*Activity*: Would you please give the entries again word for word, with no images in your copy?

*Task material*:
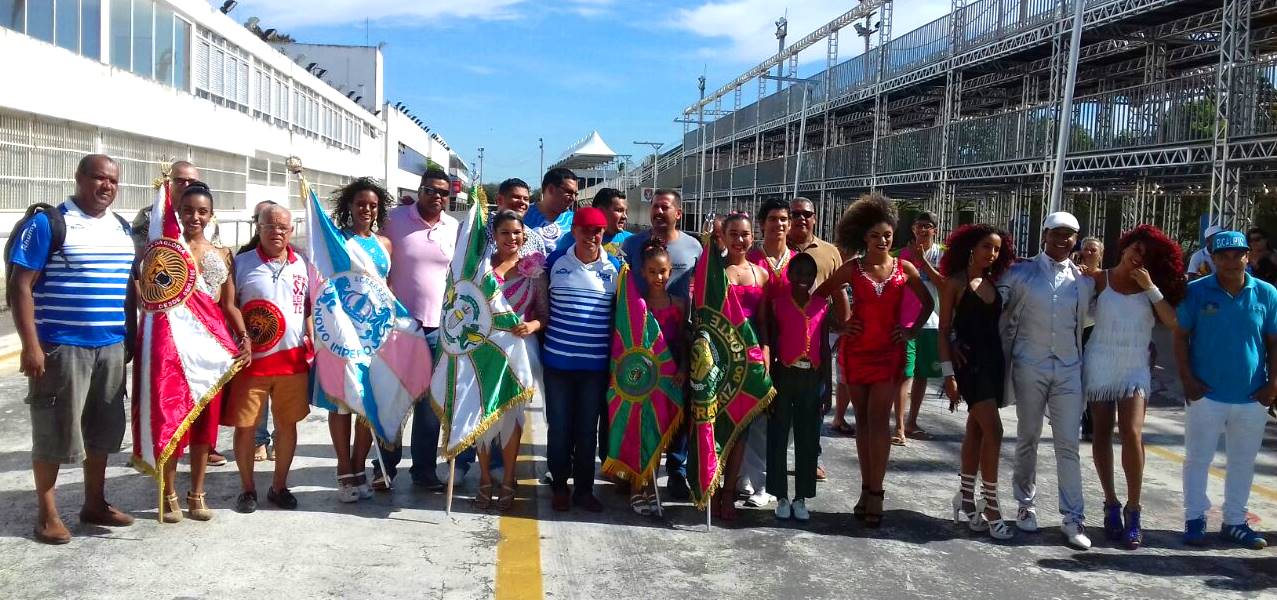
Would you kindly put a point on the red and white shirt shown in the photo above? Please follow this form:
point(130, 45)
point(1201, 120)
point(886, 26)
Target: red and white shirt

*The answer*:
Would you kindly put a point on the red and white shirt shown in the photo above? Please follow this form:
point(130, 45)
point(1201, 120)
point(886, 26)
Target: red and white shirt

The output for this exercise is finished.